* [Exercício escrito 1] Informe todas as linhas dos registros em que aparece a palavra "pink".
* [Exercício escrito 2] Escreva o que vem a seguir no texto sobre a disputa em torno do decreto do IOF, começando logo depois da última frase dele.

Segundo relatos, emissários do Congresso também estão propondo a abertura de um caminho de conciliação. Mas, apesar de pregar diálogo, ainda não há autorização de Lula para um recuo.

A partir desta quarta-feira (2), parte desse debate será transferido para Portugal, onde integrantes do governo e ministros do STF participam do 13º Fórum de Lisboa.

Apelidado de “Gilmarpalooza” por ser capitaneado por Gilmar Mendes, o evento contará, por exemplo, com a presença do autor da ação, o ministro-chefe da AGU, Jorge Messias, e do relator do tema, Moraes.

Flávio Dino também participa do encontro. Ele e Moraes estiveram na mesma mesa em outro evento, o Seminário de Verão da Universidade de Coimbra. Dino brincou com o colega, perguntando se gostaria de trocar com ele a relatoria do processo das emendas parlamentares.

Messias defende que o decreto com a elevação do IOF é constitucional e não poderia ter sido suspenso pelo Congresso Nacional. “A avaliação técnica dos nossos advogados, submetida ao presidente da República, foi que a medida adotada pelo Congresso Nacional acabou por violar o princípio da separação de Poderes”, disse.

* [Conjunto de dados]
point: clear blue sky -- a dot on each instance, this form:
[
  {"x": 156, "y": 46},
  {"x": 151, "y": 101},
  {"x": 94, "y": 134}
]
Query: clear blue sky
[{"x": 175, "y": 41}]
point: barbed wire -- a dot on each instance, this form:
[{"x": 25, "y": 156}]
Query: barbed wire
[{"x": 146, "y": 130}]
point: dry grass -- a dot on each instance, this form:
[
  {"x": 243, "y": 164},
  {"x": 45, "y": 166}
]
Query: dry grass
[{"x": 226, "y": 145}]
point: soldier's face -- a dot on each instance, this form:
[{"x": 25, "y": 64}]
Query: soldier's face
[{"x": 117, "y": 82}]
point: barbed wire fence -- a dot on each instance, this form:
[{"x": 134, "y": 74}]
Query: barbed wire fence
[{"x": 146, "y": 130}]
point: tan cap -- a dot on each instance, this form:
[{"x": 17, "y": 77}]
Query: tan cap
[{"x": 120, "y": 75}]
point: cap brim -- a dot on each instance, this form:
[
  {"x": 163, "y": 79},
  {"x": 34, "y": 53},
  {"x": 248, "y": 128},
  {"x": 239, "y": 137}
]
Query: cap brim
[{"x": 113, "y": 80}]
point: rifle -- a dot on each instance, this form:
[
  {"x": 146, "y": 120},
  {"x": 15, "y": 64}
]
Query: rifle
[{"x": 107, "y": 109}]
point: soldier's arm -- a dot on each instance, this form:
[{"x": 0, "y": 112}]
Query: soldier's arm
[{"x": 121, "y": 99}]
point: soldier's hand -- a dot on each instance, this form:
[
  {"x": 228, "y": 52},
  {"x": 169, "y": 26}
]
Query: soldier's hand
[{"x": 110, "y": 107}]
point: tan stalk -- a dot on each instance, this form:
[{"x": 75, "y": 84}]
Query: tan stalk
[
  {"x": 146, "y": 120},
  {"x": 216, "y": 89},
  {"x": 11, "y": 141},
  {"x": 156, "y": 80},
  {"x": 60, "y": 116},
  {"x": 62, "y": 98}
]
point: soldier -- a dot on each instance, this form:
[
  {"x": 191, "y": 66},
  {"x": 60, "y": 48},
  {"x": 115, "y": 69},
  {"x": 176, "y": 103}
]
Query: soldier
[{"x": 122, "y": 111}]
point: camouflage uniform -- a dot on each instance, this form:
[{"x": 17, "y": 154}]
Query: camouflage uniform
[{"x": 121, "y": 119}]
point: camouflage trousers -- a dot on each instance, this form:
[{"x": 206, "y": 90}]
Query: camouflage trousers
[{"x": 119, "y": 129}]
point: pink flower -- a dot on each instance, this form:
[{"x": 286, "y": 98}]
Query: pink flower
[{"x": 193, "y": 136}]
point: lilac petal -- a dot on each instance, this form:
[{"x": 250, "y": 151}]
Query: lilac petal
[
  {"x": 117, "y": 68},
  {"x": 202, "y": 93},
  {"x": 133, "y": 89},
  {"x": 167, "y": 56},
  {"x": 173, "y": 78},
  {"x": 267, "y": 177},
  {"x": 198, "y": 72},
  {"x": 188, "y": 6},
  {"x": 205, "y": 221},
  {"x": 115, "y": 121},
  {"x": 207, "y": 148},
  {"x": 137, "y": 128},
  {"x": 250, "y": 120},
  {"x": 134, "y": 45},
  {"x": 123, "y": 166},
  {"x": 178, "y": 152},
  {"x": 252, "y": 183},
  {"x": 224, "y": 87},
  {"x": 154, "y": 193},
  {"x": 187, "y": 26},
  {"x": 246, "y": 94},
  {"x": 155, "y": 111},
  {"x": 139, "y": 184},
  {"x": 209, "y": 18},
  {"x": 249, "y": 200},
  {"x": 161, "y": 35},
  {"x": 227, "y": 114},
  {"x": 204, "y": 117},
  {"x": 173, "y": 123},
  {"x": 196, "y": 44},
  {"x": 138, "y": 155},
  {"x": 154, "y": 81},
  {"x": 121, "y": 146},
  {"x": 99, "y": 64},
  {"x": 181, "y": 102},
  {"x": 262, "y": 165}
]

* [Resultado do exercício 1]
point: pink flower -- a dot on each instance, this form:
Query: pink flower

* [Resultado do exercício 2]
“Nossa conclusão é que o decreto presidencial é constitucional, válido, hígido, não poderia ter sido objeto de PDL [Projeto de Decreto Legislativo]”, acrescentou. Messias reforçou que o enfoque da discussão no Supremo será “estritamente jurídico” e que o governo federal fará um esforço para que seja retomada a normalidade institucional.

A decisão de brigar na Justiça foi tomada por Lula, que solicitou que a AGU elaborasse recursos ao STF para reativar o decreto. A orientação do presidente foi dada a Messias durante reunião que contou com a presença da ministra das Relações Institucionais, Gleisi Hoffmann. O ministro da Fazenda, Fernando Haddad, se manifestou a favor de um recurso ao STF, em entrevista ao C-Level Entrevista, novo videocast semanal da Folha de S.Paulo.

Antes mesmo da votação do Congresso, o governo já sinalizava com a possibilidade de judicializar o assunto, mas uma ala defendia a construção de uma solução política. Aliados do presidente chegaram a defender um esforço para evitar novo confronto entre a cúpula do Congresso e o Supremo.

Questionado por jornalistas nesta terça, o presidente do Senado, Davi Alcolumbre (União Brasil-AP), minimizou a judicialização. “Eu acho que o governo tem legitimidade de tomar qualquer decisão, simples assim”, disse. “Deixa acontecer”, completou o senador, ao ser questionado sobre um possível entendimento do STF favorável ao governo.